---------- Given records ----------

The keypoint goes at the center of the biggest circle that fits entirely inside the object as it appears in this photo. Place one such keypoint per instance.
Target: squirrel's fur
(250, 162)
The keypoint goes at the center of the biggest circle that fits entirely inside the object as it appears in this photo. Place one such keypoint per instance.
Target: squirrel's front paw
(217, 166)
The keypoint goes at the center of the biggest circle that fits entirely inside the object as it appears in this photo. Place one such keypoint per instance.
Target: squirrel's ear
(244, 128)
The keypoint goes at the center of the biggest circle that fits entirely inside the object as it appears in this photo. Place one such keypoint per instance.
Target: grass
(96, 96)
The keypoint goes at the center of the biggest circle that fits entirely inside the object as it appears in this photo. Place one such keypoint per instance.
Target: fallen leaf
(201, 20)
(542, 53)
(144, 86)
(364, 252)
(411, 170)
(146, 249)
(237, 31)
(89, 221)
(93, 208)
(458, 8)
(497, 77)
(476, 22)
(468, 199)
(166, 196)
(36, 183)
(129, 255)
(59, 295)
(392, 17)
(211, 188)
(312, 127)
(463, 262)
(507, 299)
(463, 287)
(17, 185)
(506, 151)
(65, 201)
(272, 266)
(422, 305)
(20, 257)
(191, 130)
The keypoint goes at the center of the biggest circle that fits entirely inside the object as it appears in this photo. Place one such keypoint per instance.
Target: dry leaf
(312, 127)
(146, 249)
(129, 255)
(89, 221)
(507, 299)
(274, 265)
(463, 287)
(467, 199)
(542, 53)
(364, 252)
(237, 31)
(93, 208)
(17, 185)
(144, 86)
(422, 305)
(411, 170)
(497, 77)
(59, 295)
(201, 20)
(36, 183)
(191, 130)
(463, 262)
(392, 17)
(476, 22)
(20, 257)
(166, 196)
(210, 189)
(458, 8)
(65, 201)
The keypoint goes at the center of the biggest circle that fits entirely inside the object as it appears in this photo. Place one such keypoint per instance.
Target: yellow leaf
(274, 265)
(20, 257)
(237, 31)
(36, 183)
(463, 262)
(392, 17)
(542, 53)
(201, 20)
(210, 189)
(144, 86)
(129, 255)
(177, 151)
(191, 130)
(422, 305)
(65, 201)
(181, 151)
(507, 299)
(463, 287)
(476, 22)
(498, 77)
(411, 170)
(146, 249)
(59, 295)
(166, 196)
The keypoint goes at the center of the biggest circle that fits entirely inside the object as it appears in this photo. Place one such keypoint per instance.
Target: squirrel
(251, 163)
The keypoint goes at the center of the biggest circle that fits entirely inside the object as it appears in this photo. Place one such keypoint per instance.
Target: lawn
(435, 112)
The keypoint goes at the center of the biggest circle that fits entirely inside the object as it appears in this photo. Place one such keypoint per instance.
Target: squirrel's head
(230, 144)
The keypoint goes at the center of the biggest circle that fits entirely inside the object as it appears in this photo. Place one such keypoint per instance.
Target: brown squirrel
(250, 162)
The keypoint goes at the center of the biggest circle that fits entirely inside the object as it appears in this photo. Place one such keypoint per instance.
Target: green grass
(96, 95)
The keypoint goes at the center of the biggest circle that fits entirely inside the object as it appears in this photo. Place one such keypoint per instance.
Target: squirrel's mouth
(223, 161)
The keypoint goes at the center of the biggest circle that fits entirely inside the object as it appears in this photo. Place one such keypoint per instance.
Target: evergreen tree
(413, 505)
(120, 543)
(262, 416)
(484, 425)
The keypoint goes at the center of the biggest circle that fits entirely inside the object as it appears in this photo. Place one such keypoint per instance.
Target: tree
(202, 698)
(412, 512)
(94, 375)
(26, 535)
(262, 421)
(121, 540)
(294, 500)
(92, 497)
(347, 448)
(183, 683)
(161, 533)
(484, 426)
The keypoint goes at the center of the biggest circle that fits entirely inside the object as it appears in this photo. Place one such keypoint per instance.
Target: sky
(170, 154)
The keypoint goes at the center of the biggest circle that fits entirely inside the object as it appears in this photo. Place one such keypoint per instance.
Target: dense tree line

----------

_Task requirements_
What this exercise asks for is an exact copy of all the records.

_Expected answer_
The keypoint goes at the center of the biggest circle that fits entirely inside the object as it appears in this photo. Place one such keypoint per instance.
Target: squirrel's fur
(250, 162)
The keypoint goes at the center of the biggest circle that fits entirely inside the object as it appears in this photo. Place one such keypoint per instance.
Target: squirrel's front paw
(217, 166)
The keypoint goes at the center of the biggest circle that fits entirely inside the object as it appears in this photo. Place one such keypoint per instance.
Target: squirrel's ear
(244, 128)
The keypoint goes at the center of the biggest circle that fits entirely inside the object as it appears in this photo. Place one such keypoint per instance.
Target: grass
(96, 96)
The keypoint goes at the center of the biggest circle that fits entirely inside the object as it appears in this photo. Place one such keypoint per instance.
Target: fallen leaf
(201, 20)
(542, 53)
(144, 86)
(364, 252)
(411, 170)
(146, 249)
(237, 31)
(89, 221)
(93, 208)
(458, 8)
(497, 77)
(476, 22)
(468, 199)
(166, 196)
(36, 183)
(129, 255)
(59, 295)
(392, 17)
(211, 188)
(312, 127)
(463, 262)
(507, 299)
(463, 287)
(17, 185)
(506, 151)
(65, 201)
(272, 266)
(422, 305)
(20, 257)
(191, 130)
The keypoint goes at the center of the biggest circle that fits entirely inside the object as it appears in this photo. Place one such keypoint per instance.
Target: dry leaf
(312, 127)
(146, 249)
(129, 255)
(89, 221)
(507, 299)
(274, 265)
(463, 287)
(467, 199)
(542, 53)
(364, 252)
(237, 31)
(93, 208)
(17, 185)
(144, 86)
(422, 305)
(411, 170)
(497, 77)
(59, 295)
(201, 20)
(36, 183)
(191, 130)
(463, 262)
(392, 17)
(476, 22)
(20, 257)
(166, 196)
(210, 189)
(458, 8)
(65, 201)
The keypoint goes at the center of the biggest circle that fits entirely inside the object as it appears in this photo. Place one such keypoint per instance.
Target: yellow leaf
(274, 265)
(20, 257)
(237, 31)
(36, 183)
(463, 262)
(392, 17)
(542, 53)
(201, 20)
(210, 189)
(144, 86)
(129, 255)
(177, 151)
(191, 130)
(422, 305)
(65, 201)
(181, 151)
(507, 299)
(463, 287)
(476, 22)
(498, 77)
(411, 170)
(146, 249)
(59, 295)
(166, 196)
The keypoint goes at the center of the biggest circle that fits entirely inside the object as it appears in this photo. Place one such keypoint per instance.
Target: squirrel
(251, 163)
The keypoint goes at the center of the biggest circle that fits entirely inside the object as it appears in this photo. Place one such keypoint per instance.
Target: lawn
(435, 112)
The keypoint goes at the center of the biggest circle that fits entirely inside the object as it appears in this photo. Place one such keypoint per instance.
Target: squirrel's head
(230, 144)
The keypoint goes at the center of the biggest circle that fits entirely inside the object as it appears in this photo. Place one such keypoint per instance.
Target: brown squirrel
(250, 162)
The keypoint goes at the center of the biggest circle that fits entirely inside the object as it appears in this photo. Place one such keypoint per instance.
Target: green grass
(96, 95)
The keypoint goes at the center of the biggest circle that fits entirely inside the object as it appears in this photo. Place one such keypoint per instance.
Target: squirrel's mouth
(223, 161)
The keypoint goes at the center of the biggest circle that fits entirely inside the object as it appears in this photo. Place one such keypoint per instance.
Target: evergreen tree
(413, 505)
(120, 543)
(262, 416)
(484, 425)
The keypoint goes at the center of the biggest circle that fits entirely inside the object as it appears in this photo. Place one such keypoint per instance.
Target: tree
(202, 698)
(412, 512)
(94, 375)
(26, 535)
(262, 421)
(121, 540)
(294, 500)
(92, 497)
(347, 448)
(183, 683)
(161, 533)
(484, 426)
The keypoint goes at the center of the biggest circle that fits entirely inside the object as it appears in this photo. Place one such keypoint per instance.
Target: sky
(170, 154)
The keypoint goes at the center of the biggest circle that fits entirely inside the object as it appears in this photo. Place one such keypoint per instance.
Target: dense tree line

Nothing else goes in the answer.